Exercise instructions –
Whenever an image turns up, omit it and return the remaining data exactly.

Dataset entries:
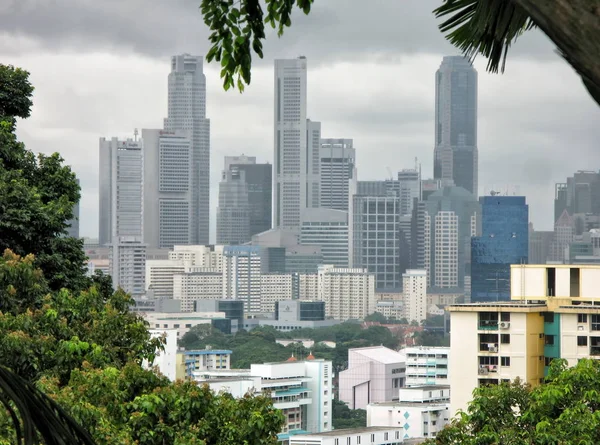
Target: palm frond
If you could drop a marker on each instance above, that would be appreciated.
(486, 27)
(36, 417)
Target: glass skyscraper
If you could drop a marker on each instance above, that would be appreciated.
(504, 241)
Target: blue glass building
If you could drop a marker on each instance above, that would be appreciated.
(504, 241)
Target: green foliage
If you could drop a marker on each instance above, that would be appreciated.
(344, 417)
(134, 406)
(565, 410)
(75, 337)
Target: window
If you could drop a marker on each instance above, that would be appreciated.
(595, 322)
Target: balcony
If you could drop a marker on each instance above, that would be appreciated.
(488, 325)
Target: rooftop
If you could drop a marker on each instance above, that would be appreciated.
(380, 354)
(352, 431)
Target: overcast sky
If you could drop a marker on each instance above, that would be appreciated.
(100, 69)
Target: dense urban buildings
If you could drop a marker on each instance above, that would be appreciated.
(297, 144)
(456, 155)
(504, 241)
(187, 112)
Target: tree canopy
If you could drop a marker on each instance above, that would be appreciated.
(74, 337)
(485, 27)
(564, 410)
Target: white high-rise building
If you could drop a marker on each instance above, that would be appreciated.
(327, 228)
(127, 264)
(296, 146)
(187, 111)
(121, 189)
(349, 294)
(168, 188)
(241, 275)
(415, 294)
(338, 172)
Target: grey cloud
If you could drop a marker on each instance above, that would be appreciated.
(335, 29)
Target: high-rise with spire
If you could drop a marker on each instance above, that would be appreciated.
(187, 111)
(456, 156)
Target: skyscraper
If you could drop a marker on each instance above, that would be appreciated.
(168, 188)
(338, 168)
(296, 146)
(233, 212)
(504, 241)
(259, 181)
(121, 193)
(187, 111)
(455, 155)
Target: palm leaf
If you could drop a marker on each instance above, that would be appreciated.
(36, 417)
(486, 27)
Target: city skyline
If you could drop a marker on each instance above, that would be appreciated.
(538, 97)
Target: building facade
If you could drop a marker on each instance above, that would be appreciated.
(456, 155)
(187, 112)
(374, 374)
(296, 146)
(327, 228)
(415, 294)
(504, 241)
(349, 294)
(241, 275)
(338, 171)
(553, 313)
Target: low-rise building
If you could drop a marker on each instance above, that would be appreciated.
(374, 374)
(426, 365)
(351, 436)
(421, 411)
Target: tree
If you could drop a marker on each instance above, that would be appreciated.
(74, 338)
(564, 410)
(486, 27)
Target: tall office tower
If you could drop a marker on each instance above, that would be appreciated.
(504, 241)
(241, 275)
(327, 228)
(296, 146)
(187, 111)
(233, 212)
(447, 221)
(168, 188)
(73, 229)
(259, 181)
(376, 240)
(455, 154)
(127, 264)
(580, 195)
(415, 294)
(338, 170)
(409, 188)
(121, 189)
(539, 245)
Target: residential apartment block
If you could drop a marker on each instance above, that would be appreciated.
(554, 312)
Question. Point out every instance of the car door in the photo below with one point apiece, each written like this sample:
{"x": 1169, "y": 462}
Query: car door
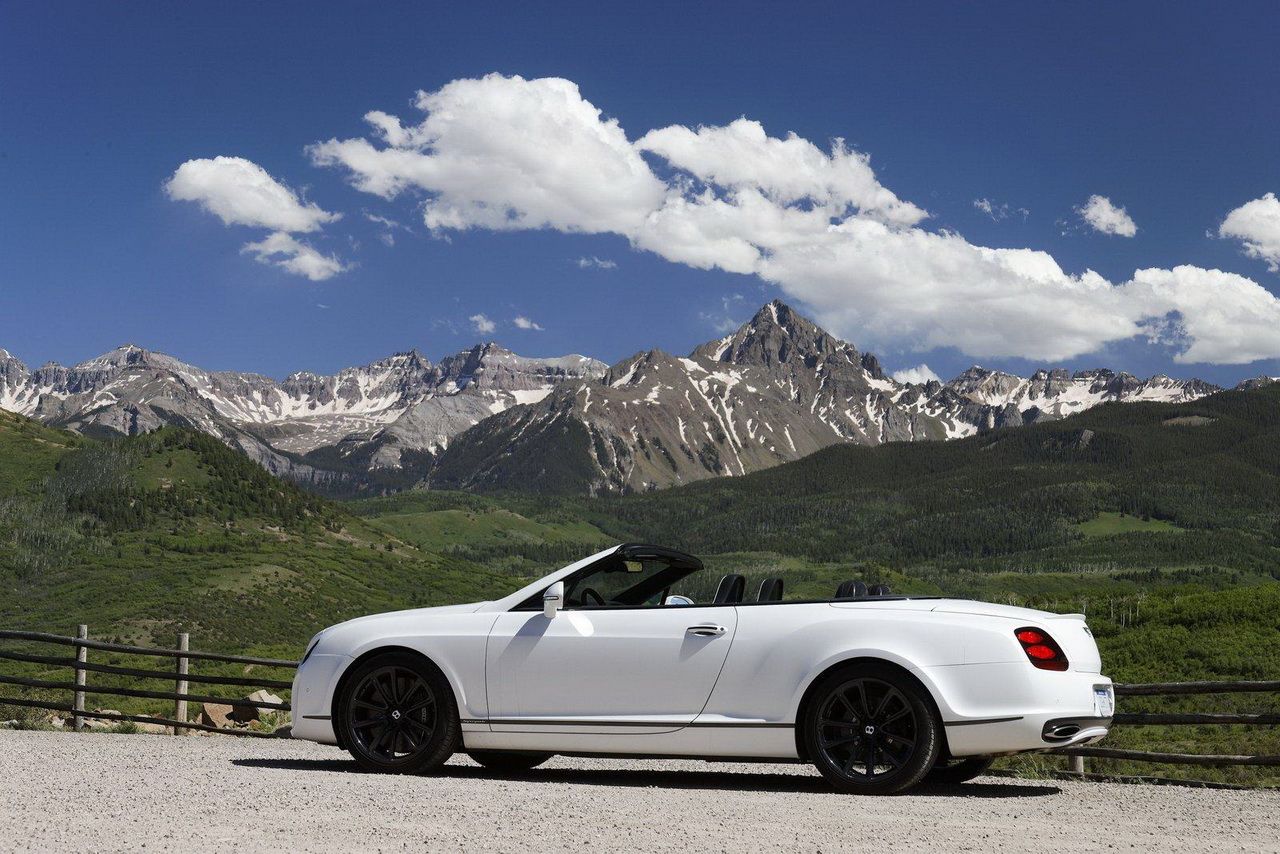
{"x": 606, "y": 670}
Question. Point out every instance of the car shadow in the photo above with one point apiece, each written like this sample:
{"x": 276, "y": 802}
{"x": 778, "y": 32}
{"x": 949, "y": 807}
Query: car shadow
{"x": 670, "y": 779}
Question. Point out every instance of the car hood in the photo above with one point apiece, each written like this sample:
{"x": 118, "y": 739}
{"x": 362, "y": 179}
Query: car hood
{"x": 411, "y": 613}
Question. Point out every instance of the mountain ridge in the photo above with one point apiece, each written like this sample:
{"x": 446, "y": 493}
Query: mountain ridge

Answer box –
Target: palm frond
If you could drop a marker on each instance above, that would be appreciated.
(486, 27)
(36, 417)
Target: glass skyscraper
If you could drop a marker on each instance above, that would be appreciated.
(504, 241)
Target: blue glass building
If you could drop a marker on each instance above, that would be appreciated.
(504, 241)
Target: green foliage
If you could drop a marker on each instance above, that would be appreciated.
(344, 417)
(134, 406)
(565, 410)
(75, 337)
Target: window
If you could drop a marker on each instance above, that would be appreciated.
(595, 322)
Target: balcony
If you could drop a marker on each instance above, that would be appreciated.
(488, 325)
Target: rooftop
If you could drop a marker on each instance above, that would be appreciated.
(380, 354)
(352, 431)
Target: overcast sky
If you could drop a marker on each instance above, that would be appreciated.
(100, 69)
Target: dense urban buildings
If you could drop a marker on each instance above, that would be appreciated.
(297, 144)
(456, 155)
(504, 241)
(187, 112)
Target: tree canopy
If you could drop a marker on each instance above, that would be appreciated.
(74, 337)
(485, 27)
(564, 410)
Target: white high-rise building
If you could drop a marker on each instance above, that would be appreciated.
(327, 228)
(127, 264)
(296, 146)
(187, 111)
(121, 189)
(349, 294)
(168, 188)
(241, 275)
(415, 294)
(338, 172)
Target: grey cloud
If you could drop a marker on each instance above, that would be appreciated.
(335, 29)
Target: high-rise with spire
If you could drop a marker on each instance above, that would be appreciated.
(187, 111)
(456, 156)
Target: skyscraper
If you could drop a marker on each instance above, that would be appreciated.
(168, 188)
(338, 168)
(296, 146)
(233, 212)
(504, 241)
(259, 181)
(121, 193)
(187, 111)
(455, 155)
Target: palm leaf
If you could drop a marker on each instance above, that would be appreciated.
(36, 417)
(486, 27)
Target: city skyline
If you could drop a marker on each instance above, that would be appreciated.
(538, 97)
Target: building facade
If you could drop a marker on each instance above, that would be appreciated.
(456, 155)
(187, 112)
(374, 374)
(296, 146)
(327, 228)
(415, 294)
(504, 241)
(349, 294)
(241, 275)
(338, 171)
(553, 313)
Target: low-rise building
If you could drop a marker on each instance above, that would be appreciated.
(374, 374)
(426, 365)
(351, 436)
(421, 411)
Target: tree
If you could drop a marker on each instance above, that would be appreciated.
(74, 338)
(564, 410)
(486, 27)
Target: tall office tower
If you could drop a marker on each instance above, that would be appreciated.
(504, 241)
(241, 275)
(327, 228)
(296, 146)
(187, 111)
(233, 212)
(447, 221)
(168, 188)
(73, 229)
(259, 181)
(376, 240)
(455, 154)
(127, 264)
(580, 195)
(415, 294)
(338, 170)
(409, 188)
(121, 189)
(539, 245)
Target: residential apartment block
If you could drop a marker on each instance above, that would be appreciated.
(554, 312)
Question. Point out every instance of the car door in the photo below with one point apiece, each written like this sample:
{"x": 1169, "y": 462}
Query: car door
{"x": 606, "y": 670}
Question. Point out every instance of the car shadow in the photo above with one point apiece, each written like this sample:
{"x": 276, "y": 802}
{"x": 778, "y": 32}
{"x": 949, "y": 807}
Query: car shadow
{"x": 670, "y": 779}
Question. Point out every instance of the car hood in the photo above with one point apiece, each written like this sample:
{"x": 118, "y": 739}
{"x": 362, "y": 179}
Query: car hood
{"x": 411, "y": 613}
Question. Point out every instance of the mountain ridge in the photo above with one point apiece, each written like this sample:
{"x": 446, "y": 493}
Query: mountain ridge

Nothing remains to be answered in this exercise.